TASK BRIEF
How many lines in the items below contain the string "rabbit"? Reply with the number alone.

* begin TASK INPUTS *

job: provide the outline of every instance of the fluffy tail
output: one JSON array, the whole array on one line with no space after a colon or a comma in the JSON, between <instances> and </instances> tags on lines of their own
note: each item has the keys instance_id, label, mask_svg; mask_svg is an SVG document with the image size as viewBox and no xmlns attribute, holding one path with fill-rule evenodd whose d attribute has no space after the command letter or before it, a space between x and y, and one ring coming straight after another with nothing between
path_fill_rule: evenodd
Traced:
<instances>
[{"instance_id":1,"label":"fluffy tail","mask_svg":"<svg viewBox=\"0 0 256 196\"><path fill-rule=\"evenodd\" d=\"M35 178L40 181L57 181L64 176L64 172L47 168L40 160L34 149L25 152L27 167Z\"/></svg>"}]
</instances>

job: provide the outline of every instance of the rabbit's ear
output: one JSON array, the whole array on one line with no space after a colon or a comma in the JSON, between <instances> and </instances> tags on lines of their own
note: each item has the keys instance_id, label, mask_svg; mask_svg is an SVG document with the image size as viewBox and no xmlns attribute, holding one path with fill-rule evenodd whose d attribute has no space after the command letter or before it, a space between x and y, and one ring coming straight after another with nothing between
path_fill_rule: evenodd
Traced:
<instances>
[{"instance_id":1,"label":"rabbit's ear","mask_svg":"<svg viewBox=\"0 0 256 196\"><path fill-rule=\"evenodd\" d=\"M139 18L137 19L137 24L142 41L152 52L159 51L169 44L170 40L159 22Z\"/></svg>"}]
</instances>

* end TASK INPUTS *
* begin TASK INPUTS *

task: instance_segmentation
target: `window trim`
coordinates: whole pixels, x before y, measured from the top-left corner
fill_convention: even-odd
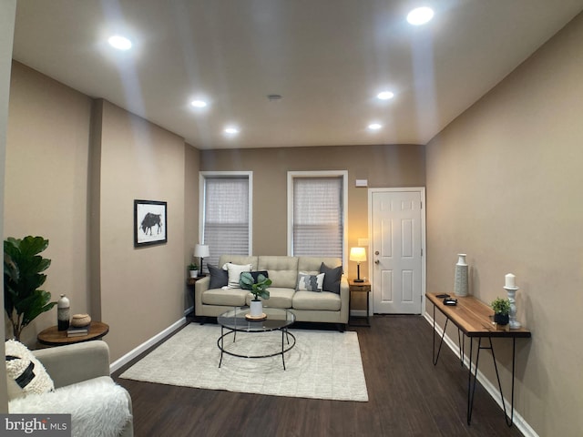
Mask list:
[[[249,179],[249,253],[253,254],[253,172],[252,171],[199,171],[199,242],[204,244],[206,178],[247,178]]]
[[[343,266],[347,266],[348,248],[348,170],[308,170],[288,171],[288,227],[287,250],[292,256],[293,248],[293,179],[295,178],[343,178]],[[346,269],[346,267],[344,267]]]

* end TASK INPUTS *
* begin TASK INPUTS *

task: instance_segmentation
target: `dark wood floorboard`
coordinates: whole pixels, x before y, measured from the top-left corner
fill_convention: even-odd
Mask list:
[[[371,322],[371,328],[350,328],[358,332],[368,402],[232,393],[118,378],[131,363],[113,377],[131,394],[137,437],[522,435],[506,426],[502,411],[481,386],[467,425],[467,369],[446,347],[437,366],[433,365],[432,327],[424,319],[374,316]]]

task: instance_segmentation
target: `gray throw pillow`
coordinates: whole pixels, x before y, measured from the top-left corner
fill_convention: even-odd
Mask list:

* end TASK INPUTS *

WRITTEN ANSWER
2